> **Given passage**:
Holmes v. Standard Oil Co. of Indiana, 183 Ill. 70 (1899)

Dec. 18, 1899 · Illinois Supreme Court
183 Ill. 70

William A. Holmes, Exr. v. The Standard Oil Company of Indiana.

Opinion filed December 18, 1899.

1. Bonds — when interest may be allowed in addition to penalty. The liability of a surety on a penal bond is not extended beyond the amount specified as a penalty, by the addition to such amount of the legal interest thereon from the date the liability accrued.

2. Same — when bond to pay the assessments is not limited to pending assessments. A bond made by grantors, upon selling property pending assessment proceedings to open a street, by which they agree to “pay all the assessments, liens, judgments and demands, of every kind and nature, that may at any time be levied or come against” the property by reason of opening such street, is not limited to assessments or liens arising from the assessment proceeding then pending. (Hageman v. Holmes, 179 Ill. 275, distinguished.)

Standard Oil Co. v. Holmes, 82 Ill. App. 476, affirmed.

Appeal from the Appellate Court for the First District; — heard in that court on appeal from the Circuit Court of Cook county; the Hon. George W. Brown, Judge, presiding.

The appellee company presented in the probate court of Cook county a claim against the estate of Charlotte E. Holmes, deceased, of which the appellant, William A. Holmes, is the executor. The demand was for the recovery of moneys paid by the appellee company in discharge of a special assessment levied against certain premises belonging to the company, (formerly the property of the deceased and the appellant executor,) for the purpose of defraying the cost of opening and extending Armour avenue through lot No. 7 in school trustees’ subdivision of section 6, township 88, north, range 14, east, in Cook county. The right to recover was based upon the following* bond, which the deceased and said appellant executed when they conveyed said premises to the grantor of appellant, viz.:

*71 “Know all men by these presents, That we, John Holmes and Charlotte E. Holmes, his wife, of the city of Chicago, in the county of Cook and State of Illinois, are held and firmly bound unto Alfred D. Eddy, of the same place, and to his executors, administrators and assigns, in the penal sum of one thousand ($1000) dollars, for the payment whereof, well and truly to be made, we bind ourselves, our heirs, executors and administrators, jointly and severally, firmly by these presents.

“Witness our hands and seals, this 31st day of July, 1891.

“The condition of the above obligation is such, that whereas the said Alfred D. Eddy is about purchasing from said obligors the north one hundred and eighty-six and three-tenths (186.3) feet of the west ninety-eight and thirty-three one-hundredths (98.33) feet of that part lying east of the railroad, of lot number seven (7) in school trustees’ subdivision of section number sixteen (16), township thirty-eight (38), north, range number fourteen (14), east of the third principal meridian, in Cook county, Illinois; and whereas, the city of Chicago has commenced condemnation proceedings for the opening of a street through said lot number seven (7) in school trustees’ subdivision of section number sixteen (16) aforesaid: now, therefore, if the said John Holmes and Charlotte E. Holmes, his wife, shall and do pay all of the assessments, liens, judgments and demands, of every kind and nature, that may at any time be levied or come against said premises so as aforesaid purchased or to be purchased by said Alfred D. Eddy by reason of the opening of said proposed street, and shall pay all judgments, costs, charges, damages or expenses whatsoever which may hereafter happen or come to or against said premises by the reason of the opening of the said street, then this obligation to be void, otherwise to remain in full force and effect.

> **Source records**:
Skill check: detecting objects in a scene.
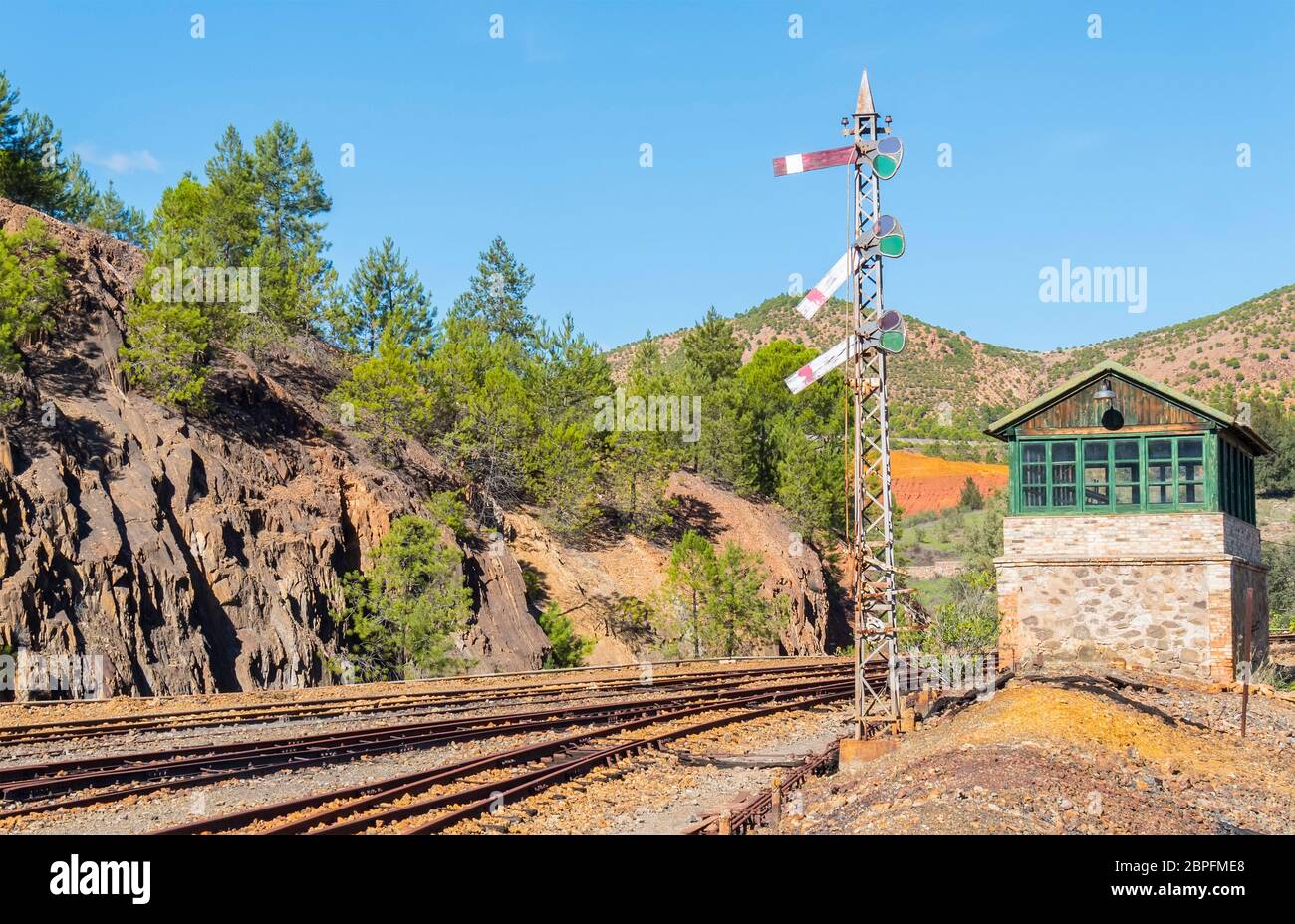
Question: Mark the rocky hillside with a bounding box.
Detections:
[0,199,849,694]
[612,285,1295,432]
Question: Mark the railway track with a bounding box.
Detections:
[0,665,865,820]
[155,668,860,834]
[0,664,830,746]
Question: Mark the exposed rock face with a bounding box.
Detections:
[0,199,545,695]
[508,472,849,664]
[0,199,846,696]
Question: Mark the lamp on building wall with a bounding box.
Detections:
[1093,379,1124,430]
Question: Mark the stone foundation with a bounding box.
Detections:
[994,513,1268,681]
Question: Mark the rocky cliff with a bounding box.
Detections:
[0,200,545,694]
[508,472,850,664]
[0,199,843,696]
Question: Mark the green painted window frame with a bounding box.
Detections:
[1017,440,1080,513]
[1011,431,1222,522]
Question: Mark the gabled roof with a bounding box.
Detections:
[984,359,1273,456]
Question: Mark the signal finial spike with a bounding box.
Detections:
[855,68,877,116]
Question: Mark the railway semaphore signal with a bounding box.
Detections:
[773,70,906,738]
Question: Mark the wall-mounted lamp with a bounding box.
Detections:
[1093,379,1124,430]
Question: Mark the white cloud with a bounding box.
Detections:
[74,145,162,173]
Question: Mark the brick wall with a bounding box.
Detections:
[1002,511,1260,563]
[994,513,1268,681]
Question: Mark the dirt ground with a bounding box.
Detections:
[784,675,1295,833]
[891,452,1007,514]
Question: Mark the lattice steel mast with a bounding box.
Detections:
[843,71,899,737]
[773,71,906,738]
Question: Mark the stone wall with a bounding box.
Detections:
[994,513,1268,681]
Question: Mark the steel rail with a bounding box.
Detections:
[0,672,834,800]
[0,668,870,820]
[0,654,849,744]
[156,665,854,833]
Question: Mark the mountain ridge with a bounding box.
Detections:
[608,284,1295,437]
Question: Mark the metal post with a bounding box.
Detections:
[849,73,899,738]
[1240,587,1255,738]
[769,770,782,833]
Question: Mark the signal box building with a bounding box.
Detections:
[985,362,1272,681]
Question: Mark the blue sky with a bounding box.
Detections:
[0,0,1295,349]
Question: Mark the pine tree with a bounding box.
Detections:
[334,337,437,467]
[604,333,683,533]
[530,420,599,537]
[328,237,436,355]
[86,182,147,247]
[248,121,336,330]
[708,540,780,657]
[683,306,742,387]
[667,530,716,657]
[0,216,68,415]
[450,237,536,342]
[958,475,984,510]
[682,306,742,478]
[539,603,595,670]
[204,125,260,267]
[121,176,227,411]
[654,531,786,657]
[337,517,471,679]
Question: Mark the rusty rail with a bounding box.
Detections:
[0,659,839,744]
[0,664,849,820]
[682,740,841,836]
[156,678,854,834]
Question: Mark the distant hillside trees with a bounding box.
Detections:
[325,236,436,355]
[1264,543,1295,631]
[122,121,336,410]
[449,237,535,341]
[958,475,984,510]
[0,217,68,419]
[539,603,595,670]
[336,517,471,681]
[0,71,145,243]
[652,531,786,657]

> **Complete the following**:
(A) Turn the part of the entries that opens with the line containing "Question: Mark the mountain" and closes with the line containing "[0,0,1295,349]" into a numbered list, leaving out blank lines.
(B) Go on with the court opinion on the Holmes bond, picking up after its last sentence.

> **Results of the exercise**:
(A)
1. Question: Mark the mountain ridge with a bounding box.
2. Detections:
3. [608,284,1295,437]
4. Question: Mark the metal post with a bounding box.
5. Detections:
6. [849,73,899,738]
7. [1240,587,1255,738]
8. [769,770,782,833]
9. Question: Mark the signal box building with a bounding box.
10. Detections:
11. [985,362,1272,681]
12. Question: Mark the blue sky with a bounding box.
13. Detections:
14. [0,0,1295,349]

(B)
“Witness our hands and seals.

John Holmes, [Seal.]

Witness: E. Goldstein. Chablotte E. Holmes. [Seal.]”

The claim was disallowed in the probate court and came into the circuit court of Cook county on appeal. It was there submitted to the court on the written stipulation of the parties that the obligors were joint owners of the fee of the premises referred to in the bond; that the obligee of the bond purchased the premises as the agent of the appellee company and afterwards conveyed the premises and endorsed and assigned the bond to it; *72that the ordinance under which the condemnation proceeding" referred to in the bond as pending was instituted was repealed by the city council of the city of Chicago and that proceeding dismissed; that another ordinance was adopted by the city council providing for the opening and extending of Armour avenue from and between the same points as provided in the former ordinance; that an assessment of §3700 was confirmed under the last ordinance as for benefits accruing to the premises mentioned in the bond; that the obligors in the bond had due notice of the confirmation of such assessment but failed to pay the same; that said assessment became a legal lien against the premises, and the appellee company, on the 22d day of November, 1895, made payment thereof in order to avoid a sale of its property therefor,' and that neither of the obligors has reimbursed the appellee company for the amount so paid.

The Appellate Court, on a further appeal prosecuted by the appellee company, entered judgment reversing the judgment of the circuit court and remanding the cause, with directions to enter judgment in favor of the appellee company in the amount of the penalty of the bond, and interest thereon at the rate of five per cent per annum from the 22d day of November, 1895, — the day on which the appellee'made payment of the said special assessment. Prom such judgment of the Appellate Court the executor has perfected this appeal to this court.

E. W. Adkinson, for appellant.

Alfred D. Eddy, for appellee.

Mr. Justice Boggs

delivered the opiniqn of the court:

Whether the appellee company had failed to comply with the requirements of the act relating to foreign corporations, approved May 26, 1897, (Hurd’s Stat. 1897, chap. 32, pars. 67, b, c, d, e,) and for that reason was without standing to maintain an action in the courts of this State, *73was not raised at the hearing. It does not appear any-ruling was sought or obtained in the trial court as to the question. There is therefore nothing upon which to base an assignment of error in that regard in a court of review.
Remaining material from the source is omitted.